> OBJECTIF
Recopiez mot pour mot le passage du texte sur Enzo Scifo qui va de « 25 juin 1986. » jusqu'à « que les mots. » inclus.

Enzo Scifo, numéro 10 dans l’ombre

Les années 80 furent riches en meneurs de jeu. Chaque sélection avait son leader, qui dirigeait le rythme des rencontres à coups de baguette magique. Enzo Scifo fait partie de ces joueurs qui rendent de nombreux fans nostalgiques. Considéré comme l’un des meilleurs joueurs belges de l’histoire, le numéro 10 n’a pourtant pas su s’élever au niveau des plus grands.  

25 juin 1986. 115 000 spectateurs sont réunis au Stade Azteca pour assister à une demi-finale de légende opposant l’Argentine à la Belgique. Trois jours sont passés depuis la main de Dieu, qui sauva l’Argentine du piège anglais. Diego Armando Maradona est redescendu sur terre. Pour mieux impressionner le monde humain. Seul, El Pibe de Oro anéantit les espoirs belges et propulse son pays en finale de Coupe du monde. Durant 90 minutes, le numéro 10 se réinvente et se multiplie sur le terrain. Surtout, il est à la conclusion du premier but argentin. Quant au second, les images parlent bien plus que les mots.

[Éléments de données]
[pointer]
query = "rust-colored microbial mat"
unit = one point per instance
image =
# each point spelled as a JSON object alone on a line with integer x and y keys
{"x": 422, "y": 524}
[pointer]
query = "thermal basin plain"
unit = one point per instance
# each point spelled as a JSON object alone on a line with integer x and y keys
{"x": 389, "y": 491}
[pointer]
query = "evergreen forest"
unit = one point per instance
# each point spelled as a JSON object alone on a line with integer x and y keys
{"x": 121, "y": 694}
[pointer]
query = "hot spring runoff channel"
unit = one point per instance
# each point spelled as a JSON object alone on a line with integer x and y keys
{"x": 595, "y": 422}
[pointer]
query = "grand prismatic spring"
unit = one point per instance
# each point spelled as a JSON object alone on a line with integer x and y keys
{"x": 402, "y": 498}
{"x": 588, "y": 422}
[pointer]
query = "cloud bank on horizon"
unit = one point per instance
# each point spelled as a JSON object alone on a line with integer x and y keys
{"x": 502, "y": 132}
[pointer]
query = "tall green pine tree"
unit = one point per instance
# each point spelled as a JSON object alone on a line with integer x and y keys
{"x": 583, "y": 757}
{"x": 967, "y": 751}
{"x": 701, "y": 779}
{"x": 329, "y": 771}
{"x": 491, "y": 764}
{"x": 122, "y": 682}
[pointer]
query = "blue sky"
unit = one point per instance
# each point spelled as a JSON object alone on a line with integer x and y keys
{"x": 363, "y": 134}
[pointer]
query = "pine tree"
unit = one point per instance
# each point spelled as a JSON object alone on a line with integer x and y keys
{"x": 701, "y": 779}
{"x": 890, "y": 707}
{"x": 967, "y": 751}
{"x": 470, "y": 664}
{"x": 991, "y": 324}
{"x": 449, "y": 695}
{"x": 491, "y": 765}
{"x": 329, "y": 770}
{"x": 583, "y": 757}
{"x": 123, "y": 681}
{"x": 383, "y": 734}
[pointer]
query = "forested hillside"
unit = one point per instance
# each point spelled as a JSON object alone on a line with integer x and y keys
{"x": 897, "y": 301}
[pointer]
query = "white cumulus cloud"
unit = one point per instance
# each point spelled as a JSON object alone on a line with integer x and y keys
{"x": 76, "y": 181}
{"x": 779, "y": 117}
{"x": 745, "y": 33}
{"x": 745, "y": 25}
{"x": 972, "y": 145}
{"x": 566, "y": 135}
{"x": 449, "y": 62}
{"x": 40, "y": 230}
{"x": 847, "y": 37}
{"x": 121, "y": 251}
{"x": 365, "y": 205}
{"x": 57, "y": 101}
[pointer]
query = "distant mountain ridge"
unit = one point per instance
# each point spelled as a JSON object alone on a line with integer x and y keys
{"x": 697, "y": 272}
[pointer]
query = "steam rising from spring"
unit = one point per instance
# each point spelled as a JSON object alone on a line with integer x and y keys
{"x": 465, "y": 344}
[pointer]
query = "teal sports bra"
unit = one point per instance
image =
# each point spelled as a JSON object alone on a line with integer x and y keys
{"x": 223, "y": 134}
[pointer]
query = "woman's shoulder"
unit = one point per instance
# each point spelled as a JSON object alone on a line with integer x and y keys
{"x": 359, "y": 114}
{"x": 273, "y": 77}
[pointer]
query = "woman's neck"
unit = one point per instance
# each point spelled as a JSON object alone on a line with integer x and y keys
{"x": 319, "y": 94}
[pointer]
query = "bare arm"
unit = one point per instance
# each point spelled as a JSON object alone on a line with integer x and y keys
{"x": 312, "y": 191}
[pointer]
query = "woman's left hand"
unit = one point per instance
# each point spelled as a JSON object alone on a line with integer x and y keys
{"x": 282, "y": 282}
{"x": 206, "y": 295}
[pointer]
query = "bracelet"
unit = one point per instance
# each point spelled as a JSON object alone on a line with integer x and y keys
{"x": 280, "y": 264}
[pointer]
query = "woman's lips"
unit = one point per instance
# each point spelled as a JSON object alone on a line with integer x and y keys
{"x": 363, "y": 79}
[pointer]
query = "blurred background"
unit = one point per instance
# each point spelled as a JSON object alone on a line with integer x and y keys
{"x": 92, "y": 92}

> RÉSULTAT
25 juin 1986. 115 000 spectateurs sont réunis au Stade Azteca pour assister à une demi-finale de légende opposant l’Argentine à la Belgique. Trois jours sont passés depuis la main de Dieu, qui sauva l’Argentine du piège anglais. Diego Armando Maradona est redescendu sur terre. Pour mieux impressionner le monde humain. Seul, El Pibe de Oro anéantit les espoirs belges et propulse son pays en finale de Coupe du monde. Durant 90 minutes, le numéro 10 se réinvente et se multiplie sur le terrain. Surtout, il est à la conclusion du premier but argentin. Quant au second, les images parlent bien plus que les mots.